## Durchzuführende Aufgabe
Mit welcher zeitlichen Auflösung zeichnet der App-Prototyp im Textauszug Augen- und Kopfbewegungen auf?

## Textauszug
╭──

Einleitung Mit einer Jahresprävalenz von 11% sind Schwindelsyndrome sehr häufig, können jedoch nur in unter 20% der Fälle spezifisch diagnostiziert werden. Zudem trägt insbesondere die Fehlallokation kranialer Bildgebungen zu einer immensen sozioökonomischen Belastung bei. Apparative Diagnostika wie die Videookulographie (VOG) zeichnen sich oft durch veraltete und teure Sensortechnologie sowie geringe Verfügbarkeit aus. In aktuellen Smartphones sind hochentwickelte Kamerasysteme integriert, die ein robustes Tracking der Augen- und Kopfbewegungen erlauben und somit breit verfügbare wie günstige Alternativen für die neurootologische Diagnostik in Aussicht stellen.
Material & Methoden Es wurde ein nativer App-Prototyp für das mobile Betriebssystem iOS entwickelt, der die TrueDepth-Kamera aktueller iPhones nutzt, um zweidimensionale Zeitseriendaten von Augen- und Kopfbewegungen mit einer temporalen Auflösung von 60 Hz aufzuzeichnen und darzustellen. Zudem wurde die Wiedergabemöglichkeit von standardisierten Reizen (optokinetischer Nystagmus, Blickfolgetest) mit variabler Geschwindigkeit integriert.

╰──

## Gezeigte Zeilen
╭──

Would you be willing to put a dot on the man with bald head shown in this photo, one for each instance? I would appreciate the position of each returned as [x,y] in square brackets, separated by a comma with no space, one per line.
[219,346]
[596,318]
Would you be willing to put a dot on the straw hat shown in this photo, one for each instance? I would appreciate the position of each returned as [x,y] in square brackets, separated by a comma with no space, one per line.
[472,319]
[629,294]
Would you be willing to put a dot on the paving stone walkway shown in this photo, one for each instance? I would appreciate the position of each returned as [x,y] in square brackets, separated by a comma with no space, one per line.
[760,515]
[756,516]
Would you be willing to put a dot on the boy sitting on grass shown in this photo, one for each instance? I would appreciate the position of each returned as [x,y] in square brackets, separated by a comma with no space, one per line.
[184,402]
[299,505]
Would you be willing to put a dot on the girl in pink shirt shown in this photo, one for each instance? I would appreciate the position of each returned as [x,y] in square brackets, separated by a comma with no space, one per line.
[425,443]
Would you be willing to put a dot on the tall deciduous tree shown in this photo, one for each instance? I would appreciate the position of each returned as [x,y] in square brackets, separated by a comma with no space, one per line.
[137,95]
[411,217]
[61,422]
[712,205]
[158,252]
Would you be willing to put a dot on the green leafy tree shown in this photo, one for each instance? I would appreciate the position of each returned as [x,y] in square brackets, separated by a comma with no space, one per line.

╰──

## Ergebnis
Mit einer temporalen Auflösung von 60 Hz.